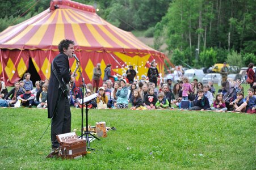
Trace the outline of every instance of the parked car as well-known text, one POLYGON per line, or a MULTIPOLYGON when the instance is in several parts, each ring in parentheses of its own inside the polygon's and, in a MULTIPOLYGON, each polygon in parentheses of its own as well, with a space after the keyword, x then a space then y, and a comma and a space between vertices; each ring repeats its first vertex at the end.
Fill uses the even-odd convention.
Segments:
MULTIPOLYGON (((216 63, 212 67, 212 73, 220 73, 221 68, 223 67, 223 63, 216 63)), ((229 65, 226 64, 226 66, 228 67, 229 65)))
POLYGON ((239 79, 241 82, 242 82, 245 80, 245 76, 243 76, 241 74, 230 74, 228 75, 228 79, 232 79, 234 81, 239 79))
POLYGON ((208 84, 209 82, 219 83, 221 81, 221 75, 219 73, 209 73, 203 78, 202 81, 203 84, 208 84))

JOB
Rewrite the listing above as a two-column CSV with the header columns request and answer, giving one row per request: its text in one quoted field and its answer in another, with line breaks replaced by spaces and the pictures left out.

OUTPUT OF THE TASK
request,answer
"Trace the outline of every instance of the parked car as well-known text, one POLYGON per line, or a MULTIPOLYGON when the instance is in several parts, each ring in parentheses of its own inside the polygon's and, in a MULTIPOLYGON, each polygon in parentheses of its own as well, with a space after the keyword, x then a space then y, and a comma and a space between vertices; each ring repeats its first vertex at the end. Fill uses the even-odd convention. Segments:","MULTIPOLYGON (((216 63, 212 67, 212 73, 220 73, 221 68, 223 67, 223 63, 216 63)), ((229 65, 226 64, 226 66, 228 67, 229 65))) POLYGON ((239 79, 241 82, 242 82, 245 80, 245 76, 243 76, 241 74, 230 74, 228 75, 228 79, 232 79, 234 81, 239 79)) POLYGON ((208 84, 209 82, 219 83, 221 81, 221 75, 219 73, 209 73, 203 78, 202 81, 203 84, 208 84))"